## Vorgegebener Text
╭──

Hochgeborener Herr Graf!
Euer Exzellenz haben mich zur Äußerung aufgefordert, bezüglich der Berufung eines
Romanisten nach Wien und nach dem,
was Euer Exzellenz mir zu sagen die Güte hatten, begreife ich, daß es vor allem
ein Mann seyn muß, der durch seinen wohl begründeten Ruf in seinem Fache das
Studium des römischen Rechtes in Schwung zu bringen vermöge; daß daher
nöthigenfalls ein Protestant berufen werden müßte, wenn unter den katholischen
Gelehrten in Deutschland kein Mann von solchem Rufe sich
fände. Da ich nun außer Arndts in
München keinen solchen kenne,
so reducirt sich für mich die Frage auf die Alternative, ob es besser sey
Arndts oder einen Protestanten
nach Wien zu berufen. In dieser
Alternative kann meine Entscheidung nicht schwanken.

╰──

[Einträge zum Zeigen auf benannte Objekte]
╭──

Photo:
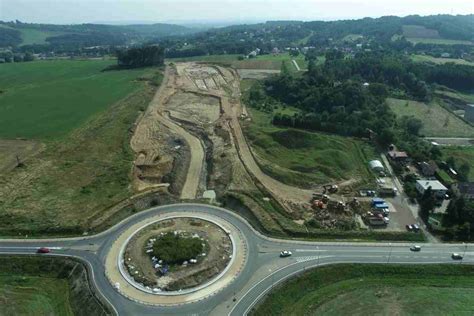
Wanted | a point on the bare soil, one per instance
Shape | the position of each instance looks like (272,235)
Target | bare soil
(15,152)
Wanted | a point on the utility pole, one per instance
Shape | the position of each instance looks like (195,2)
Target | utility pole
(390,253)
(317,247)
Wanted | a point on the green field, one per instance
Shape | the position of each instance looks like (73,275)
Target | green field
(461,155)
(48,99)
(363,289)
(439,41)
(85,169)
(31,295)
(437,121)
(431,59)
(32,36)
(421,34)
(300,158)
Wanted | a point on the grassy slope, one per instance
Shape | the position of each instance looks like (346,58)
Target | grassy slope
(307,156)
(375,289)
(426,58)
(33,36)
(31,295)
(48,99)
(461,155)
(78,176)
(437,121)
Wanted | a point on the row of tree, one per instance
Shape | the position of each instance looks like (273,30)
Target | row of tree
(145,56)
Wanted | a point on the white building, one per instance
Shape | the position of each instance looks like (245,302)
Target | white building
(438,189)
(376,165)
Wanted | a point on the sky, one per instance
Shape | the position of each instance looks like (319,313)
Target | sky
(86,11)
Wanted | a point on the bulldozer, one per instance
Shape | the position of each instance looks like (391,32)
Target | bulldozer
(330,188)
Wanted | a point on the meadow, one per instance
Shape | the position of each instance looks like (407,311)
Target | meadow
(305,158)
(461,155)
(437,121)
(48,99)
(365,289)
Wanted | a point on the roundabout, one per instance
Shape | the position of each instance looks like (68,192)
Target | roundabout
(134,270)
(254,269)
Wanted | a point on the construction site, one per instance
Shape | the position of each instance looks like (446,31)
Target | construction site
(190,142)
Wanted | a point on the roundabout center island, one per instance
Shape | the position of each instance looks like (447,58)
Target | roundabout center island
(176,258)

╰──

## Ziele
#1 Schreibe die Zeilen der Einträge unverändert ab, beginnend mit der Zeile, die "Wanted | a point on the utility" enthält, und endend mit der letzten Zeile der Einträge, beide eingeschlossen.
#2 Setze den Brief über die Berufung eines Romanisten nach Wien nach seinem letzten Satz fort.

## Erwartete Ergebnisse
#1
Wanted | a point on the utility pole, one per instance
Shape | the position of each instance looks like (195,2)
Target | utility pole
(390,253)
(317,247)
Wanted | a point on the green field, one per instance
Shape | the position of each instance looks like (73,275)
Target | green field
(461,155)
(48,99)
(363,289)
(439,41)
(85,169)
(31,295)
(437,121)
(431,59)
(32,36)
(421,34)
(300,158)
Wanted | a point on the grassy slope, one per instance
Shape | the position of each instance looks like (346,58)
Target | grassy slope
(307,156)
(375,289)
(426,58)
(33,36)
(31,295)
(48,99)
(461,155)
(78,176)
(437,121)
Wanted | a point on the row of tree, one per instance
Shape | the position of each instance looks like (273,30)
Target | row of tree
(145,56)
Wanted | a point on the white building, one per instance
Shape | the position of each instance looks like (245,302)
Target | white building
(438,189)
(376,165)
Wanted | a point on the sky, one per instance
Shape | the position of each instance looks like (319,313)
Target | sky
(86,11)
Wanted | a point on the bulldozer, one per instance
Shape | the position of each instance looks like (391,32)
Target | bulldozer
(330,188)
Wanted | a point on the meadow, one per instance
Shape | the position of each instance looks like (407,311)
Target | meadow
(305,158)
(461,155)
(437,121)
(48,99)
(365,289)
Wanted | a point on the roundabout, one per instance
Shape | the position of each instance looks like (68,192)
Target | roundabout
(134,270)
(254,269)
Wanted | a point on the construction site, one per instance
Shape | the position of each instance looks like (446,31)
Target | construction site
(190,142)
Wanted | a point on the roundabout center island, one per instance
Shape | the position of each instance looks like (447,58)
Target | roundabout center island
(176,258)

#2
Was man auch gegen
Arndts sagen möge, als
Romanist hält er jedem anderen die Wagschale und als Katholik verdient er meiner
Überzeugung nach vor jedem anderen den Vorzug; denn daß er ein aufrichtiger
Katholik sey, steht mir außer Zweifel. Er hat nicht jene Festigkeit des
Charakters, jene Freiheit von aller weltlichen Absichtlichkeit und jene
Geradheit und Entschiedenheit des Wesens, die man ihm wünschen möchte, und hat
demzufolge auch seinerzeit in Frankfurt beim sogenannten
Reichstag nicht jene Selbständigkeit und politische Klarheit bewiesen, die ein
unbedingtes Vertrauen rechtfertigen würden; aber er gehört doch nicht zu jenen
Katholiken, denen ein ehrenhafter Protestant stets und überall vorzuziehen ist.
Er ist religiös, aufrichtig katholisch und im Wesentlichen ein braver Mann. Da
gilt meiner Überzeugung nach für den vorliegenden Fall ganz und gar der
französische Grundsatz: le mieux est l’ennemi du bien. Ich würde also unbedingt
und um jeden Preis für die Berufung des Prof.
Arndts mich entscheiden.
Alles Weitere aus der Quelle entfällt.